■ Directions for this task: Read the lines below, and copy any that contain the string "purple".

■ Material supplied:
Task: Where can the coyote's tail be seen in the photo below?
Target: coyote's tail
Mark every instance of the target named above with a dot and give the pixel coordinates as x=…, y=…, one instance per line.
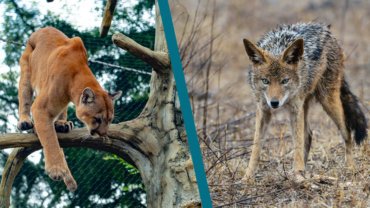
x=354, y=117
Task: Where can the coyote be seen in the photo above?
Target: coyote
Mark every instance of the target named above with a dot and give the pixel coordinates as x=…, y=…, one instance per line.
x=292, y=65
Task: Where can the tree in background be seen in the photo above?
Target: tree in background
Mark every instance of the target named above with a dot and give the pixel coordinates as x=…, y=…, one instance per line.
x=108, y=180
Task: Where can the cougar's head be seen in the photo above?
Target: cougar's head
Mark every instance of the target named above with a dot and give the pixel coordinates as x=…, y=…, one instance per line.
x=96, y=110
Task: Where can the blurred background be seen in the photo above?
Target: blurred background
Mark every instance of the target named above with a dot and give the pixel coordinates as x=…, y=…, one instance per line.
x=209, y=35
x=104, y=180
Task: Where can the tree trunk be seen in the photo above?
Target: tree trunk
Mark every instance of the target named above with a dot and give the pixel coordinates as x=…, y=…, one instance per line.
x=155, y=142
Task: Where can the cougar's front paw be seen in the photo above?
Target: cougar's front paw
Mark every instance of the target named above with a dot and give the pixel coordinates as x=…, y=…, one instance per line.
x=70, y=182
x=25, y=125
x=56, y=172
x=63, y=126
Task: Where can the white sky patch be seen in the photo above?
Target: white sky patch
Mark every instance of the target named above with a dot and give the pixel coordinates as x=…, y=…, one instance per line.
x=82, y=14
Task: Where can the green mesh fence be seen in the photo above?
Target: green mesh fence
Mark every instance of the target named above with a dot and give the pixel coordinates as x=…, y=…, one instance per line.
x=104, y=180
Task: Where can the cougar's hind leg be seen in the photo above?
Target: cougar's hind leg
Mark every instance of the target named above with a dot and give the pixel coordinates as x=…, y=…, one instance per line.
x=61, y=124
x=25, y=91
x=55, y=163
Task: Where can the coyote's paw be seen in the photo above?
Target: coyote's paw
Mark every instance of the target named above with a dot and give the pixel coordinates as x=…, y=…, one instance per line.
x=299, y=177
x=25, y=125
x=248, y=177
x=63, y=126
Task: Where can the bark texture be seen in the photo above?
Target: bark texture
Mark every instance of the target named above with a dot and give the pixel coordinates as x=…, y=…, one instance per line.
x=155, y=142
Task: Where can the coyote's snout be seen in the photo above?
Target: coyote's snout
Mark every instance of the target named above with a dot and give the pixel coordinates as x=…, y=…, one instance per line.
x=292, y=65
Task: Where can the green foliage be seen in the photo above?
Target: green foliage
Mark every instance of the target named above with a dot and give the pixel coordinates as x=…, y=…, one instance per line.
x=104, y=180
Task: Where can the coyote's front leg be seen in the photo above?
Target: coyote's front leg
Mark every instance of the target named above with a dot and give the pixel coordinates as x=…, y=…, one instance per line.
x=262, y=119
x=55, y=163
x=298, y=130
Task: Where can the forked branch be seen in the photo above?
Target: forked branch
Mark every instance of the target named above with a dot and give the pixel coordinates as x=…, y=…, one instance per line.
x=157, y=59
x=107, y=18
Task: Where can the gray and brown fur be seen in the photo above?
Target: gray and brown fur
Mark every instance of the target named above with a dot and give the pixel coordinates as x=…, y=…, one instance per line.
x=292, y=65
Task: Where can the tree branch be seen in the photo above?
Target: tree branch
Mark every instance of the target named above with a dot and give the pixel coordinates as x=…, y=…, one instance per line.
x=157, y=59
x=107, y=18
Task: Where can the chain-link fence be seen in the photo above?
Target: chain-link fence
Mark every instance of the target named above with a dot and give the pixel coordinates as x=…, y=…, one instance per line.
x=104, y=179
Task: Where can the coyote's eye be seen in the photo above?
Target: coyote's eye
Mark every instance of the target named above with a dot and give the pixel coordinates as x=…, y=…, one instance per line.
x=265, y=81
x=284, y=81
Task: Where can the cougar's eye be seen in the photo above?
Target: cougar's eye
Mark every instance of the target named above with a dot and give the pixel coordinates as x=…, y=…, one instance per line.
x=285, y=81
x=97, y=120
x=265, y=81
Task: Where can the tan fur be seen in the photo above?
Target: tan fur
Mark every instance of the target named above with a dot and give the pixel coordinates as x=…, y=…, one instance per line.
x=55, y=68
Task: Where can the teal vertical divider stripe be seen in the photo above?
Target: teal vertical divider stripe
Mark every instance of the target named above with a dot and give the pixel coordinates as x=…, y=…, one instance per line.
x=185, y=103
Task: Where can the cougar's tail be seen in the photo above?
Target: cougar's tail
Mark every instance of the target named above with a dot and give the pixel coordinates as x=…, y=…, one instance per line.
x=354, y=117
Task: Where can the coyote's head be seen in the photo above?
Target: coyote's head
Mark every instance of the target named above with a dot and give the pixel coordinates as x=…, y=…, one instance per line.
x=275, y=76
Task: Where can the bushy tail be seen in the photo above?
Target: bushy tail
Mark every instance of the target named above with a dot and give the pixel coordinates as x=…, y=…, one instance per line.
x=354, y=117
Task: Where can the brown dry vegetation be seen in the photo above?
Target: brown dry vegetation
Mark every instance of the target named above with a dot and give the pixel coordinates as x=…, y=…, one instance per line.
x=210, y=39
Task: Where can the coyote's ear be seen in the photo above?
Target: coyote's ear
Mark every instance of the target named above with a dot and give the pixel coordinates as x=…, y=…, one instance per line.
x=294, y=52
x=115, y=95
x=255, y=55
x=88, y=96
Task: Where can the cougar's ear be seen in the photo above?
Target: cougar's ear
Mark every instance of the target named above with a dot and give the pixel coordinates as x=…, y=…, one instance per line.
x=88, y=96
x=255, y=54
x=115, y=95
x=294, y=52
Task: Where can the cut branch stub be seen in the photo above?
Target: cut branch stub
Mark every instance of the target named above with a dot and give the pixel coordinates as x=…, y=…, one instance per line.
x=107, y=18
x=157, y=59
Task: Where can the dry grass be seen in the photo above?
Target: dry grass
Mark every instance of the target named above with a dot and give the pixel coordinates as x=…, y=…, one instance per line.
x=226, y=141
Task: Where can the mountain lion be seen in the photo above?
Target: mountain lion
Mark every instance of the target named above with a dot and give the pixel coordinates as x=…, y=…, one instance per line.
x=55, y=67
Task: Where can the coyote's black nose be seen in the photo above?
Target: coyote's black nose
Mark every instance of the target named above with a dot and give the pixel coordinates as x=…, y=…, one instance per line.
x=274, y=103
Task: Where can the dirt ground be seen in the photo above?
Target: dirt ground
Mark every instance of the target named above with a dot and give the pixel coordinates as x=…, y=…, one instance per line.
x=210, y=37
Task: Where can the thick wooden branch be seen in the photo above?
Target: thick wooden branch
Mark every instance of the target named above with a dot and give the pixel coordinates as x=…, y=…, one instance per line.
x=121, y=141
x=159, y=60
x=107, y=18
x=11, y=170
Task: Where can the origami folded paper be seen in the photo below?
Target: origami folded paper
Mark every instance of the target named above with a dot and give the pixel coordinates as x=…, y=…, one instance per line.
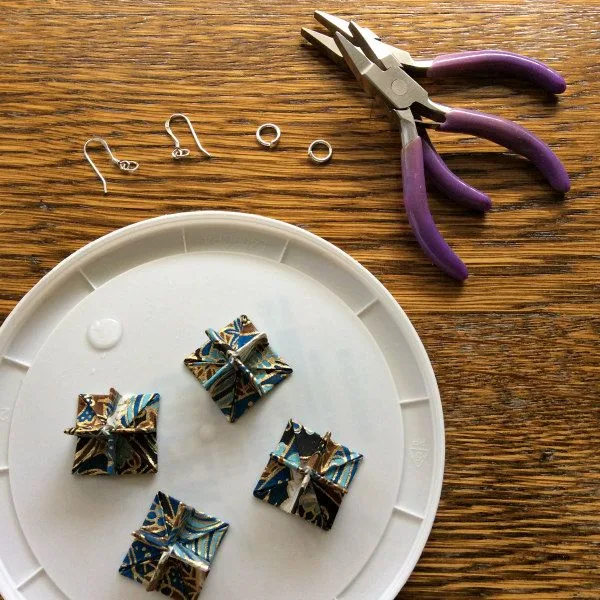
x=116, y=435
x=237, y=367
x=308, y=475
x=173, y=550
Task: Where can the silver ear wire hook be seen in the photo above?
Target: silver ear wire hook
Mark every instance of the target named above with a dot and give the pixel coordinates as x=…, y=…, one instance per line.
x=124, y=165
x=178, y=151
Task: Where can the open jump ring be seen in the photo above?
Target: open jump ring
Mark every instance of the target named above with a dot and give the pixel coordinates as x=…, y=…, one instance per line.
x=320, y=159
x=268, y=143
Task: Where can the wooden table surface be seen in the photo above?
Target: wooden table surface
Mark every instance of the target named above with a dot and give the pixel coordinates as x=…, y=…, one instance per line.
x=514, y=348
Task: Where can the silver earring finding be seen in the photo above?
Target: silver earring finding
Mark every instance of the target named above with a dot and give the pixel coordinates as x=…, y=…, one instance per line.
x=178, y=151
x=124, y=165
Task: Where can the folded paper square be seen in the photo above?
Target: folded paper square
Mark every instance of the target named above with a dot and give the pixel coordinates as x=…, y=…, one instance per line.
x=237, y=367
x=308, y=475
x=116, y=435
x=173, y=550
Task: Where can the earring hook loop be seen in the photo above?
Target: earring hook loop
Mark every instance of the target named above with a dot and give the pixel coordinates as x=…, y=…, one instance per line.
x=178, y=151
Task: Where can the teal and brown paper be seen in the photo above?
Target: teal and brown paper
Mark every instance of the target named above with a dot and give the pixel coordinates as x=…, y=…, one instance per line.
x=173, y=550
x=237, y=367
x=116, y=435
x=308, y=475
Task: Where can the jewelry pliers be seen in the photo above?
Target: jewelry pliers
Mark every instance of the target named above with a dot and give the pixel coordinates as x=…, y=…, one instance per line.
x=383, y=69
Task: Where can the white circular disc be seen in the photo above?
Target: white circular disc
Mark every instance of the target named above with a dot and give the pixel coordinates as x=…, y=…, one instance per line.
x=360, y=371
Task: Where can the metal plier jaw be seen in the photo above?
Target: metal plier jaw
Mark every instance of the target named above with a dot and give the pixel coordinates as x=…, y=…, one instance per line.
x=380, y=68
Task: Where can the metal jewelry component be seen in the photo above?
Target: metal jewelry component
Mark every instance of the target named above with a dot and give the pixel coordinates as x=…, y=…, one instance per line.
x=124, y=165
x=178, y=151
x=320, y=159
x=268, y=143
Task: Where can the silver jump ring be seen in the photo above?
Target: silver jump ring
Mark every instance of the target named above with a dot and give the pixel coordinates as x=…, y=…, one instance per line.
x=320, y=159
x=268, y=143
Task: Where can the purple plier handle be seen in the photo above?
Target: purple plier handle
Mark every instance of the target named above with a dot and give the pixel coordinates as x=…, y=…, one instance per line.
x=447, y=182
x=500, y=62
x=419, y=215
x=513, y=137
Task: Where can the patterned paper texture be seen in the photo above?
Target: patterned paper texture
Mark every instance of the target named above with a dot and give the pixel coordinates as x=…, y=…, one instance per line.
x=237, y=367
x=173, y=550
x=308, y=475
x=116, y=435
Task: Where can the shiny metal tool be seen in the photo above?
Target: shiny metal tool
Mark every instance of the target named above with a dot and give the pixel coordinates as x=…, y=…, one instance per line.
x=383, y=69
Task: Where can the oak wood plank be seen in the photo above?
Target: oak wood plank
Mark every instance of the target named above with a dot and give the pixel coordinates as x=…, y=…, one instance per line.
x=514, y=349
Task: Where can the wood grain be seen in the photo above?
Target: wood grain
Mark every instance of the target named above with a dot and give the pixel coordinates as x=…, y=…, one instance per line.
x=514, y=349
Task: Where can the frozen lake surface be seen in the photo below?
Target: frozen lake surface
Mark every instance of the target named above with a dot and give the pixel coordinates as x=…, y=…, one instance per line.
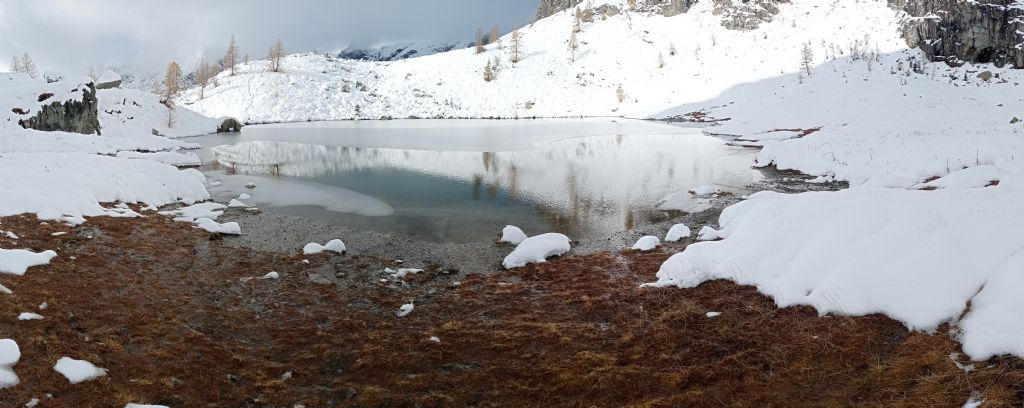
x=464, y=180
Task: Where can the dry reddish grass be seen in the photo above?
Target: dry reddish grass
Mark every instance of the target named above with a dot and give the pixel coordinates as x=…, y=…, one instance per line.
x=161, y=307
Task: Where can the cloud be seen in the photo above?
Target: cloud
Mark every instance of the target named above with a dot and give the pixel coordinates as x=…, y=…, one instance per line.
x=74, y=35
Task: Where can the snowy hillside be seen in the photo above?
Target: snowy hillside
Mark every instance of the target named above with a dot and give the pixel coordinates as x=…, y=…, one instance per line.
x=396, y=51
x=66, y=176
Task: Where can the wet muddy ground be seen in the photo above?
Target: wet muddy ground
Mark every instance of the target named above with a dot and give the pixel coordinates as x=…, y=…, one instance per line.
x=172, y=314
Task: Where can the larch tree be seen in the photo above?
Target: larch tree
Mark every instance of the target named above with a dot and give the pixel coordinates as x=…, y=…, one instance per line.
x=479, y=41
x=493, y=38
x=231, y=56
x=172, y=82
x=806, y=58
x=515, y=47
x=274, y=55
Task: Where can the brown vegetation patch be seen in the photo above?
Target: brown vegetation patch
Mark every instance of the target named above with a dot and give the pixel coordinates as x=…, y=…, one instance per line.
x=164, y=309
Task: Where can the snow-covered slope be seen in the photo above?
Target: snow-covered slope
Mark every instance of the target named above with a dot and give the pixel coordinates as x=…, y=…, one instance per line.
x=614, y=52
x=66, y=176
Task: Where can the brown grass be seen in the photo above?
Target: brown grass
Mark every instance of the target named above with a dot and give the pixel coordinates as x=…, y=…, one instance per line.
x=162, y=307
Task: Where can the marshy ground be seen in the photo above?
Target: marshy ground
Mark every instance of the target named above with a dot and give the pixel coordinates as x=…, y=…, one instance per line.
x=169, y=311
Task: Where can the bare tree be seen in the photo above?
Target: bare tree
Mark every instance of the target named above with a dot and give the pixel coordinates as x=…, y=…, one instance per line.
x=806, y=58
x=573, y=45
x=516, y=47
x=172, y=81
x=15, y=64
x=231, y=56
x=493, y=37
x=479, y=41
x=274, y=55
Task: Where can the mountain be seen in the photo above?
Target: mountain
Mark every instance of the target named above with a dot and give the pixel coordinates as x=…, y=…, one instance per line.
x=398, y=51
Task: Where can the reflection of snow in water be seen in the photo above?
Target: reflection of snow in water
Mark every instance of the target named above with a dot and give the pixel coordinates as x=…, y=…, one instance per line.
x=283, y=193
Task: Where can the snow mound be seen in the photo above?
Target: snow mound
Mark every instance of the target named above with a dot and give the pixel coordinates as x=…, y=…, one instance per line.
x=78, y=370
x=333, y=246
x=404, y=310
x=918, y=256
x=537, y=249
x=512, y=235
x=677, y=233
x=177, y=159
x=708, y=234
x=647, y=243
x=217, y=228
x=705, y=191
x=9, y=355
x=16, y=261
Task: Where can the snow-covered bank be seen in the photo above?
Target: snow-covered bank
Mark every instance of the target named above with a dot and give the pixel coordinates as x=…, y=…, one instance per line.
x=67, y=176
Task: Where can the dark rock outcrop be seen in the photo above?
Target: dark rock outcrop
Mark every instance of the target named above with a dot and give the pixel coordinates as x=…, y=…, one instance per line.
x=960, y=31
x=71, y=116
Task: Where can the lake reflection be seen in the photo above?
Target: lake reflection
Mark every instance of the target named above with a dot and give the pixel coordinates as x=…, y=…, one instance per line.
x=582, y=187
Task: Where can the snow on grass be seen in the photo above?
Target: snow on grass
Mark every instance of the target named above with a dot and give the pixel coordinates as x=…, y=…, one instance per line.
x=16, y=261
x=914, y=255
x=401, y=272
x=193, y=212
x=78, y=370
x=512, y=235
x=647, y=243
x=217, y=228
x=677, y=233
x=537, y=249
x=333, y=246
x=9, y=355
x=404, y=310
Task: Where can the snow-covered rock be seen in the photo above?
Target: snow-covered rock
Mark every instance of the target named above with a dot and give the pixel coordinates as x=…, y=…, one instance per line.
x=78, y=370
x=677, y=233
x=512, y=235
x=16, y=261
x=537, y=249
x=217, y=228
x=333, y=246
x=647, y=243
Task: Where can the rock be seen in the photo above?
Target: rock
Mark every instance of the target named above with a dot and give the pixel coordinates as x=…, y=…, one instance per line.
x=956, y=31
x=229, y=125
x=70, y=116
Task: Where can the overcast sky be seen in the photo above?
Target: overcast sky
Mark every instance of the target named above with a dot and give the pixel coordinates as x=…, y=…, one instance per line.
x=73, y=35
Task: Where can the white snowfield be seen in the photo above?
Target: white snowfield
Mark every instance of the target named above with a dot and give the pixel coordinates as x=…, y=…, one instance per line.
x=78, y=370
x=537, y=249
x=66, y=176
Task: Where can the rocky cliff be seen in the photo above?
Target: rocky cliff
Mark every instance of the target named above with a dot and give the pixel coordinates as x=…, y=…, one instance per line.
x=958, y=31
x=951, y=31
x=79, y=116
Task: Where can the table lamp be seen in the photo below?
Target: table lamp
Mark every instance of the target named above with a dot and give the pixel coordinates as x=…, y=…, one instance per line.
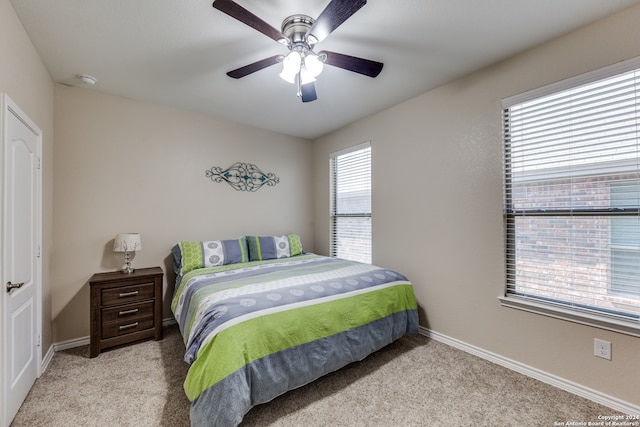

■ Task response:
Task: Where can the purple plier handle be seen in the photo above?
Target: purple plier handle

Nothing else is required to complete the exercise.